>>
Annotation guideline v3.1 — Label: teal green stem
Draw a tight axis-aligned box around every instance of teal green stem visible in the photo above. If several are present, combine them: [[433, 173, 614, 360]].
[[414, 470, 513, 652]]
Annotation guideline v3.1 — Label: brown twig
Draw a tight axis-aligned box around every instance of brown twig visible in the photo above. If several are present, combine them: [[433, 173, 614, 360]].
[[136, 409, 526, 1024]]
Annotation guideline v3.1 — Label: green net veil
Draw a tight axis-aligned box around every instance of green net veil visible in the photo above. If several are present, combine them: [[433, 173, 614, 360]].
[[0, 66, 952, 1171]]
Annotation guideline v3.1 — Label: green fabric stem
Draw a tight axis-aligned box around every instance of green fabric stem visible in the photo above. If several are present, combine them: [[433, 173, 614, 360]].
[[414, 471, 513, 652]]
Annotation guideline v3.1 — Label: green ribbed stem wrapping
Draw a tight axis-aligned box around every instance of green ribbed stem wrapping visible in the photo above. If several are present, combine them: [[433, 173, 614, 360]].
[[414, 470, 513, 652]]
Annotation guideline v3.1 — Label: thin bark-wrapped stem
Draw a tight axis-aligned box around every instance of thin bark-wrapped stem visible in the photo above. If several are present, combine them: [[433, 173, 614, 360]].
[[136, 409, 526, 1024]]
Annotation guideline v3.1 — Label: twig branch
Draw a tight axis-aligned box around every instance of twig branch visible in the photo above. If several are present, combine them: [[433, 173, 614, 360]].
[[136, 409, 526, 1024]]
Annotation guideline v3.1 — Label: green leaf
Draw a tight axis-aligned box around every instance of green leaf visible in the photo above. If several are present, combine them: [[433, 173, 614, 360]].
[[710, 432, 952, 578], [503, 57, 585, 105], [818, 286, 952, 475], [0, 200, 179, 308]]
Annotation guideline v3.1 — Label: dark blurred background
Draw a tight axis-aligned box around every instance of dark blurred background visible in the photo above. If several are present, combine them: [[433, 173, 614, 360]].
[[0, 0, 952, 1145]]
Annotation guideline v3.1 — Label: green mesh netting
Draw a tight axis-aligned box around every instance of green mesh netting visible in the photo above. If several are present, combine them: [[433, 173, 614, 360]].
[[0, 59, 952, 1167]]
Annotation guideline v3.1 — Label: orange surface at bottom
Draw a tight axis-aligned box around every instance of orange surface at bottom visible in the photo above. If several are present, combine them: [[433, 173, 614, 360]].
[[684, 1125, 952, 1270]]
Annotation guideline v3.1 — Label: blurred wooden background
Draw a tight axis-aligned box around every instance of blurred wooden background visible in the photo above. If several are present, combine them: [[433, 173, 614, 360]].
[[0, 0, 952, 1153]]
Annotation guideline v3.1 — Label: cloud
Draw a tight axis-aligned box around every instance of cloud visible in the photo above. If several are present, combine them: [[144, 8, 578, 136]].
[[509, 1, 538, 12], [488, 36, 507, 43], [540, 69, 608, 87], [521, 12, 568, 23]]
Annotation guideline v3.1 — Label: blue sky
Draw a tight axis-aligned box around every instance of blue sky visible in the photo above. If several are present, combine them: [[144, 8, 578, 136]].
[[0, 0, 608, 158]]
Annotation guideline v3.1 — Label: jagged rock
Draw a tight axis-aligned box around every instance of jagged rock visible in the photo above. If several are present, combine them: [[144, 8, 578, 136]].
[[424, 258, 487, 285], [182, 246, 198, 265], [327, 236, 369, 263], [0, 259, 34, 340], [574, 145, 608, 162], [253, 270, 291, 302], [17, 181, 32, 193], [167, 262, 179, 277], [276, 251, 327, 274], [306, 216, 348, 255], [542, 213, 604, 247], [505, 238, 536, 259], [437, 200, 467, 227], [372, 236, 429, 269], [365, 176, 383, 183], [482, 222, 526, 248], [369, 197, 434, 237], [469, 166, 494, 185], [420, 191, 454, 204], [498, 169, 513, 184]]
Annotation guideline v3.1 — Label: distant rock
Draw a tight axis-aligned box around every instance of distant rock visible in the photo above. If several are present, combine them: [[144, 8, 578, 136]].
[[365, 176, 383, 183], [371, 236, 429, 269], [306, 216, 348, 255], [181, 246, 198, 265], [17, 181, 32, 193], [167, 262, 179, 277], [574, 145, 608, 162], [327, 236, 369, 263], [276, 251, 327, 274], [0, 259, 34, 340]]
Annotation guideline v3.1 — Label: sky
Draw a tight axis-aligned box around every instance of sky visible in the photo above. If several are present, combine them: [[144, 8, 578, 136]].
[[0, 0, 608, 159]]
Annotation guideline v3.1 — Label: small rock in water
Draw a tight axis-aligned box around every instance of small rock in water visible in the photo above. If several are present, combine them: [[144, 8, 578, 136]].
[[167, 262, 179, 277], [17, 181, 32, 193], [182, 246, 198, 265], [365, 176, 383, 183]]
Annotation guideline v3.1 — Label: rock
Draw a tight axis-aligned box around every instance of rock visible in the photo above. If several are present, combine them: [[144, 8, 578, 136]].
<<
Reescribe estas líneas como una lista JSON de cadenas de texto, con una cadena por cada línea y sin las líneas en blanco.

[
  "Annotation guideline v3.1 — Label: teal green stem",
  "Draw a tight axis-aligned box around every instance of teal green stem visible in the photo above. If several are present, combine them: [[433, 173, 614, 360]].",
  "[[414, 470, 513, 652]]",
  "Annotation guideline v3.1 — Label: brown twig",
  "Draw a tight axis-aligned box around every instance of brown twig visible in the photo above. If several are present, combine them: [[433, 173, 614, 360]].",
  "[[136, 409, 526, 1024]]",
  "Annotation guideline v3.1 — Label: green net veil",
  "Draw a tight axis-aligned box around every instance of green net veil visible in the photo above. If several are present, combine them: [[433, 173, 614, 360]].",
  "[[0, 66, 952, 1171]]",
  "Annotation guideline v3.1 — Label: green fabric stem",
  "Draw a tight axis-aligned box around every instance of green fabric stem visible in the photo above. If several are present, combine them: [[433, 173, 614, 360]].",
  "[[414, 471, 513, 652]]",
  "Annotation guideline v3.1 — Label: green ribbed stem wrapping",
  "Draw a tight axis-aligned box around every instance of green ribbed stem wrapping visible in the photo above. If several are present, combine them: [[433, 173, 614, 360]].",
  "[[414, 470, 513, 652]]",
  "Annotation guideline v3.1 — Label: thin bark-wrapped stem",
  "Draw a tight axis-aligned box around every instance of thin bark-wrapped stem visible in the photo above. If several are present, combine them: [[433, 173, 614, 360]].",
  "[[136, 409, 526, 1024]]",
  "Annotation guideline v3.1 — Label: twig branch",
  "Draw a tight axis-aligned box around every instance of twig branch visible in the photo above. If several are present, combine them: [[433, 173, 614, 360]].",
  "[[136, 409, 526, 1024]]",
  "Annotation guideline v3.1 — Label: green leaf",
  "Draw a tight axis-aligned box around every instance of green leaf visible in the photo above. If several are present, combine them: [[433, 173, 614, 360]].",
  "[[710, 432, 952, 578], [503, 57, 585, 105], [818, 286, 952, 475], [0, 200, 179, 308]]",
  "Annotation guideline v3.1 — Label: dark blurred background",
  "Draw a tight axis-aligned box around every instance of dark blurred background visible in the photo above. If several are present, combine them: [[433, 173, 614, 360]].",
  "[[0, 0, 952, 1145]]",
  "Annotation guideline v3.1 — Label: green mesh netting",
  "Draw a tight axis-aligned box around every instance of green mesh netting visible in the photo above. If several are present, combine them: [[433, 173, 614, 360]].",
  "[[0, 59, 952, 1167]]",
  "Annotation guideline v3.1 — Label: orange surface at bottom",
  "Draw a tight axis-aligned box around every instance of orange surface at bottom visible in the photo above. If several are present, combine them: [[433, 173, 614, 360]].",
  "[[684, 1125, 952, 1270]]",
  "Annotation guideline v3.1 — Label: blurred wooden background",
  "Draw a tight axis-aligned box around every instance of blurred wooden background visible in the photo above. If several are present, combine them: [[433, 173, 614, 360]].",
  "[[0, 0, 952, 1153]]",
  "Annotation guideline v3.1 — Label: cloud",
  "Draw a tight axis-aligned box around every instance of cloud visible in the photo above. If several are present, combine them: [[144, 8, 578, 136]].",
  "[[509, 1, 538, 12], [488, 36, 507, 43], [540, 69, 608, 87], [521, 12, 568, 23]]",
  "Annotation guideline v3.1 — Label: blue sky",
  "Draw a tight axis-aligned box around every instance of blue sky visible in the photo above. If several are present, combine them: [[144, 8, 578, 136]].",
  "[[0, 0, 608, 158]]",
  "Annotation guideline v3.1 — Label: jagged rock",
  "Draw a tight axis-aligned box around every instance of jagged rock visible in the photo above. If several are present, combine them: [[144, 8, 578, 136]].",
  "[[424, 258, 487, 285], [182, 246, 198, 265], [327, 236, 369, 263], [0, 259, 34, 340], [574, 145, 608, 162], [253, 270, 291, 302], [17, 181, 32, 193], [167, 262, 179, 277], [276, 251, 327, 274], [306, 216, 348, 255], [542, 213, 604, 247], [505, 238, 536, 259], [437, 200, 467, 227], [372, 236, 429, 269], [365, 176, 383, 183], [482, 222, 526, 248], [369, 197, 434, 237], [469, 166, 494, 185], [420, 191, 454, 204], [498, 169, 513, 184]]",
  "Annotation guideline v3.1 — Label: distant rock",
  "Draw a tight axis-aligned box around every instance of distant rock visible in the photo above. If several are present, combine them: [[144, 8, 578, 136]].",
  "[[365, 176, 383, 183], [371, 236, 429, 269], [306, 216, 348, 255], [181, 246, 198, 265], [17, 181, 32, 193], [167, 262, 179, 277], [574, 145, 608, 162], [327, 236, 369, 263], [276, 251, 327, 274], [0, 259, 34, 340]]",
  "Annotation guideline v3.1 — Label: sky",
  "Draw a tight axis-aligned box around every instance of sky visible in the photo above. If several are present, combine them: [[144, 8, 578, 136]].",
  "[[0, 0, 608, 159]]",
  "Annotation guideline v3.1 — Label: small rock in water",
  "Draw a tight axis-aligned box around every instance of small rock in water visible in the photo above. If several are present, combine them: [[144, 8, 578, 136]].",
  "[[167, 262, 179, 277], [17, 181, 32, 193], [182, 246, 198, 265], [365, 176, 383, 183]]",
  "Annotation guideline v3.1 — Label: rock",
  "Draw a tight axis-aligned box around every instance of rock visible in the photo above. If several are present, combine them: [[144, 8, 578, 136]]."
]